PASSAGE SHOWN: Begin
Through the fields of gold

Josy Joseph

Some 30 kilometres from Kullu on the Manali road, a path climbs to your left.

It is steep and precariously close to the rivulet below. It leads you to Meha village, which is where we are headed today.

I am accompanying Narcotics Control Bureau officials and policemen. Led by NCB Zonal Director Rakesh Goel and Deputy Superintendent of Police Kushal Sharma, they are on a raid to destroy cannabis plantations.

Meha is some three hours away. It is a typical mountain village, perched atop a steep peak, some 15 kilometres from the nearest motorable road.

On this ribbon of a path, you have to watch every step. A slip could land you hundreds of feet below.

You see no one on the way, no activity, nothing -- just stretches of mountain.

An hour and we see cannabis plants. Not too many, mind you, just an acre or so.

"There are villages where you can see acres and acres of cannabis fields," says Goel.

Most plants had their top dry or plucked off. "The villagers have already extracted hashish and the flowers from the female plants," Goel explains.

He tells me his is the first time the police and the NCB are coming together in a joint raid. "Tomorrow customs officials will also join us," he says.

THE raids, an annual feature by the police, begin sometime in September and are carried on through October. When I insisted I wanted to be part of one, Kullu Superintendent of Police Venu Gopal had warned me to be ready to "walk for hours and meet hostile villagers".

"If we destroy their fields, which they have been looking after for six, seven months, it would be a message to them," Venu Gopal had explained the rationale behind the raids so late in the year.

A couple of kilometres before Meha, we meet a group of villagers. Attired in their colourful traditional dress, they politely stand to one side with folded hands.

"Their politeness is just a façade," one policeman tells me.

Our party stops to destroy the cannabis around. The plants are between one and three metres. The female plants are rare, and are in demand as their flowers are dried to make ganja. Hashish is obtained from both female and male plants.

WE walk on again. My mouth is dry. I ask Kushal Sharma, a young police officer who used to teach sociology before donning the uniform, for water. He admits he too is thirsty.

A constable says the village is near and we would get water there. But it is another three kilometres before we reach Meha.

We see a group of women and approach them for water. "We don't have any," one of them says in the local dialect, her eyes flashing with anger. "The tap has been dry for days now."
PASSAGE SHOWN: End
- _EXERCISES TO COMPLETE_
A: Rewrite the raid account, starting with "Some 30 kilometres" and going on through "acre or so.", putting "trail" in place of "path".
B: In the raid account, how far is Meha from the nearest motorable road?
The lines after the raid account play no part here.
PROVIDED MATERIAL: Begin
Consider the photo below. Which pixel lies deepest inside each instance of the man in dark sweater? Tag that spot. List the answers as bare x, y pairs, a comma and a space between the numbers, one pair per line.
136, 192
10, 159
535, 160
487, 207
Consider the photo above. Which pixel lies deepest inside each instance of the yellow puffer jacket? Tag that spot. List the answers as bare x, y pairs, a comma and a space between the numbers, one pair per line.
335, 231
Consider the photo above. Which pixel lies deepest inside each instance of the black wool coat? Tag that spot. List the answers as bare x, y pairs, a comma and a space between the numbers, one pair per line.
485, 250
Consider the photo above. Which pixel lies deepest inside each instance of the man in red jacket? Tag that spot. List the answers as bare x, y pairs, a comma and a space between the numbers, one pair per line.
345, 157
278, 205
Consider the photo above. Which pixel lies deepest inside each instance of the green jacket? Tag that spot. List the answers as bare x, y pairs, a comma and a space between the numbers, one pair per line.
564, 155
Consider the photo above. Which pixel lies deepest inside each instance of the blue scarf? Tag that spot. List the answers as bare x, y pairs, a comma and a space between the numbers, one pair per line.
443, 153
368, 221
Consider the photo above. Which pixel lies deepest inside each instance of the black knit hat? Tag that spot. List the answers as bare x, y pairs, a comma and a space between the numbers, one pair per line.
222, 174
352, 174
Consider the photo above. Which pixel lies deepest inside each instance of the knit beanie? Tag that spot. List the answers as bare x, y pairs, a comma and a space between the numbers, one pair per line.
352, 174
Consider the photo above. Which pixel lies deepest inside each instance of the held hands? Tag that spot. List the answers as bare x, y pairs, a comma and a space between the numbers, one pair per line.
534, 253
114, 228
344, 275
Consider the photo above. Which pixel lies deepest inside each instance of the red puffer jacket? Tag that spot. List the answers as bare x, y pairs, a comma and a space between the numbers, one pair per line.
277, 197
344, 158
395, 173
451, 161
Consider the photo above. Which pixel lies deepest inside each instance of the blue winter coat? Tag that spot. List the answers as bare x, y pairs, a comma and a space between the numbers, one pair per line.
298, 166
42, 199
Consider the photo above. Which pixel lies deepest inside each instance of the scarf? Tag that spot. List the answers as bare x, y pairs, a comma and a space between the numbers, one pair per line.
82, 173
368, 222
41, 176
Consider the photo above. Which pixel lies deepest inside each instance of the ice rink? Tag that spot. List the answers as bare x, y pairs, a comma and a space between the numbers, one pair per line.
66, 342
PROVIDED MATERIAL: End
- _LIST OF ANSWERS_
A:
Some 30 kilometres from Kullu on the Manali road, a trail climbs to your left.

It is steep and precariously close to the rivulet below. It leads you to Meha village, which is where we are headed today.

I am accompanying Narcotics Control Bureau officials and policemen. Led by NCB Zonal Director Rakesh Goel and Deputy Superintendent of Police Kushal Sharma, they are on a raid to destroy cannabis plantations.

Meha is some three hours away. It is a typical mountain village, perched atop a steep peak, some 15 kilometres from the nearest motorable road.

On this ribbon of a trail, you have to watch every step. A slip could land you hundreds of feet below.

You see no one on the way, no activity, nothing -- just stretches of mountain.

An hour and we see cannabis plants. Not too many, mind you, just an acre or so.

B: Some 15 kilometres.